Problems:
(a) In the piece on pouring concrete in winter, what does settling often lead to?
(b) What headings appear in the piece on pouring concrete in winter? Count the title as one of them.
(c) Summarize the piece on pouring concrete in winter in two sentences.

Concrete in Winter: Don’t Overlook These 4 Simple Things
Cold and concrete aren’t best friends. But they can work together. Temperature has an enormous impact on concrete. Keep these 4 things in mind as you extend your pour season into Winter.
Cold Tools and Forms
It’s easy to leave tools or a form exposed to the elements. Anything left outside will become cold, which could mean trouble for your concrete. Cold surfaces (or even rebar reinforcement) in contact with warm concrete, creates a temperature gradient. These temperature gradients alter the way concrete sets up, potentially compromising its performance.
Placing Concrete on Frozen Ground
As water freezes it swells. Ground that is saturated with moisture works the same way. If you pour a slab or footer on frozen ground, the ground underneath is liable to change shape as it defrosts. This can cause settling, which often leads to cracks in the concrete. These cracks can be either unsightly or a warning sign of deeper structural failure.
If pouring concrete in touch with frozen ground it’s often best to get below the frost line to limit the impacts of settling.

Given data:

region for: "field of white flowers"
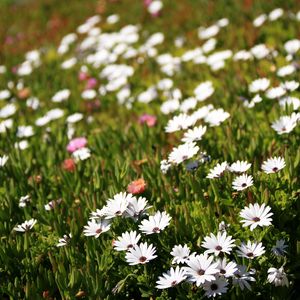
[0,0,300,300]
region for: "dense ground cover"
[0,0,300,299]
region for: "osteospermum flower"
[170,245,191,264]
[168,143,199,165]
[240,203,273,231]
[232,174,253,191]
[232,265,256,291]
[0,155,8,168]
[56,233,72,247]
[203,277,228,298]
[103,193,133,219]
[272,240,288,256]
[206,161,228,179]
[268,267,289,286]
[139,211,171,234]
[125,243,157,266]
[201,232,235,255]
[218,258,238,278]
[14,219,37,232]
[83,219,110,238]
[236,241,266,259]
[185,254,219,286]
[261,156,285,174]
[228,160,251,173]
[181,126,206,143]
[156,266,187,289]
[113,231,141,251]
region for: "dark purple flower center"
[215,245,223,251]
[152,227,160,233]
[139,256,147,263]
[171,280,177,286]
[197,269,205,276]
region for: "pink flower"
[127,178,146,195]
[78,71,89,81]
[67,137,87,153]
[144,0,152,7]
[85,78,97,90]
[139,114,157,127]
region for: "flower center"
[198,269,205,276]
[152,227,160,233]
[171,280,177,286]
[139,256,147,263]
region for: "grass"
[0,0,300,299]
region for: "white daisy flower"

Solution list:
(a) Cracks in the concrete.

(b)
Concrete in Winter: Don’t Overlook These 4 Simple Things
Cold Tools and Forms
Placing Concrete on Frozen Ground

(c) Cold tools, forms or rebar in contact with warm concrete create temperature gradients that alter how it sets up and can compromise its performance. Concrete poured on frozen ground can settle and crack as the ground defrosts, so getting below the frost line is often best.